| Activité 1 |
D'après le texte sur Xylella fastidiosa, expliquez ce qui cause la mort des oliviers et comment cette cause se propage.
| Activité 2 |
Recopiez mot pour mot le passage du texte sur Xylella fastidiosa qui va de « La responsabilité des » jusqu'à « est désormais présente. ».

| Texte |

La responsabilité des terribles dégâts qui provoquent la mort irréversible des oliviers incombe à une bactérie dénommée Xylella fastidiosa. Responsable de la « maladie de Pierce », cette bactérie est principalement propagée par des hémiptères, et notamment des insectes suceurs du type cicadelle. Cette bactérie avait déjà été à l’origine de plusieurs épidémies de plus ou moins grande ampleur en Californie où Xylella fastidiosa est endémique dans les zones de culture d’agrumes et dans le vignoble. Mais aucune région d’Europe n’avait été exposée avant l’année 2013. Nul ne sait comment la bactérie est parvenue sur notre continent, mais le fait est qu’elle y est désormais présente.

| Données fournies |
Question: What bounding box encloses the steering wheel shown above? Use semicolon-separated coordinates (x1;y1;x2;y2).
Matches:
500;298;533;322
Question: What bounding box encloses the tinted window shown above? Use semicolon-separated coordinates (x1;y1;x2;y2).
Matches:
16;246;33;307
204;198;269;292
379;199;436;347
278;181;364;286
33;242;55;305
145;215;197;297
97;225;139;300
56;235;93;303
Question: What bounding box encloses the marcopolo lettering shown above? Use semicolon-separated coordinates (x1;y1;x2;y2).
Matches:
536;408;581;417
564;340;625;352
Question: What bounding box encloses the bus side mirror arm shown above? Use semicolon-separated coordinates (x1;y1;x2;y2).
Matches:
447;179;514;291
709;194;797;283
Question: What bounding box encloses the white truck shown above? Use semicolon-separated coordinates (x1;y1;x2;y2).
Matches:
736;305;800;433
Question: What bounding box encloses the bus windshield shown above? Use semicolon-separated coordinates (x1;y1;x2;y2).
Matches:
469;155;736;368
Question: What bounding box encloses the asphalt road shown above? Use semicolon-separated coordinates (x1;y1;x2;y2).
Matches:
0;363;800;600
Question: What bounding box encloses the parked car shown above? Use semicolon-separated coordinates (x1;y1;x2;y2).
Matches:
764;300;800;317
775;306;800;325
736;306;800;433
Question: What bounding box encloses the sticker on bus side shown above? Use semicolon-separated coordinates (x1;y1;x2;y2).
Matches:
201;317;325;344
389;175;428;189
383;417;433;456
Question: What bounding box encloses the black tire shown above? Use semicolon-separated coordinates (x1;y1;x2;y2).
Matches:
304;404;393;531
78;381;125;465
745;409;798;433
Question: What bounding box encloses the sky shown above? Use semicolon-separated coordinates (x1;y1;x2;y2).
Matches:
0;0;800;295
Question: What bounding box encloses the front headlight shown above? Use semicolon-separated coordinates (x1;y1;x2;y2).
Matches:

| Zone de réponse 1 |
La mort irréversible des oliviers est due à une bactérie, Xylella fastidiosa, responsable de la « maladie de Pierce ». Elle se propage surtout par des hémiptères, notamment des insectes suceurs du type cicadelle.

| Zone de réponse 2 |
La responsabilité des terribles dégâts qui provoquent la mort irréversible des oliviers incombe à une bactérie dénommée Xylella fastidiosa. Responsable de la « maladie de Pierce », cette bactérie est principalement propagée par des hémiptères, et notamment des insectes suceurs du type cicadelle. Cette bactérie avait déjà été à l’origine de plusieurs épidémies de plus ou moins grande ampleur en Californie où Xylella fastidiosa est endémique dans les zones de culture d’agrumes et dans le vignoble. Mais aucune région d’Europe n’avait été exposée avant l’année 2013. Nul ne sait comment la bactérie est parvenue sur notre continent, mais le fait est qu’elle y est désormais présente.